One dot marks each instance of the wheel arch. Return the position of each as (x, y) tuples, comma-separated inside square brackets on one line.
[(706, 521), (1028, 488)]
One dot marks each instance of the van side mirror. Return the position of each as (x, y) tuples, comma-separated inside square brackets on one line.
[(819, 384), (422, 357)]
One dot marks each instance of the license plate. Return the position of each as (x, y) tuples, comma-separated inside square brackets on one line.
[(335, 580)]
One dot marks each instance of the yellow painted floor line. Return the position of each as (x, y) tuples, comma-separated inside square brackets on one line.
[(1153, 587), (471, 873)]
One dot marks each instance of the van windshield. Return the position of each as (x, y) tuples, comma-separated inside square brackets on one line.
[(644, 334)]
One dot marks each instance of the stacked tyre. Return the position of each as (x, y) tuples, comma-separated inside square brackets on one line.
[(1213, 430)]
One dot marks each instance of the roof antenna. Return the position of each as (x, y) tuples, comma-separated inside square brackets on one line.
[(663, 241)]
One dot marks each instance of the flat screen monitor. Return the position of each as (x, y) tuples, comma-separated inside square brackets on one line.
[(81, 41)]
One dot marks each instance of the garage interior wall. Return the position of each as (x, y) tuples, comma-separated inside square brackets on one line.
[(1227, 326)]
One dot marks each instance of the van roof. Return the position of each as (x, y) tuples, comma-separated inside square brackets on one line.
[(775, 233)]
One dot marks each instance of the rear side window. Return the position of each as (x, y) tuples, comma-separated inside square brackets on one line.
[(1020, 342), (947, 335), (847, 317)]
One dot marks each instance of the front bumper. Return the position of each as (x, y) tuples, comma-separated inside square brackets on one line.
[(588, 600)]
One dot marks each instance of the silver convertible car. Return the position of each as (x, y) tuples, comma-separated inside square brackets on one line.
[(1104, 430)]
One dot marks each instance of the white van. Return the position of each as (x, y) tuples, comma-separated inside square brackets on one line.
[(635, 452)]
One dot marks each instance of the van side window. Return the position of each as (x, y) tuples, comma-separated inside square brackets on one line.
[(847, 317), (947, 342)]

+--

## What is being asked
Please reproduce the part of the records that opens with the line containing "One dot marks each instance of the flat" and closes with the line containing "[(1020, 342), (947, 335), (847, 317)]", both lines included, keeping the requests unchanged but multiplying every coordinate in the answers by 1.25 and rounding each to a whole number, with halves rounded up. Return only that part.

## Output of the task
One dot marks each instance of the flat screen monitor. Return the position of each as (x, y) tuples, comma-separated inside square brackets on one line.
[(101, 51)]
One dot marks each instance of the garage interior wall. Return the position of each as (x, y) tuples, comma-separated inside square brackets on one line.
[(1534, 408)]
One dot marks each instance of the van roof. Return the position of each as (x, y) tuples, comma-separated inside square brackets on one line.
[(969, 291)]
One dot marks each instance of the rear side window. Return the position of each as (x, y) tuples, comma-separated inside square brackets on one line.
[(1275, 428), (1184, 419), (1059, 396)]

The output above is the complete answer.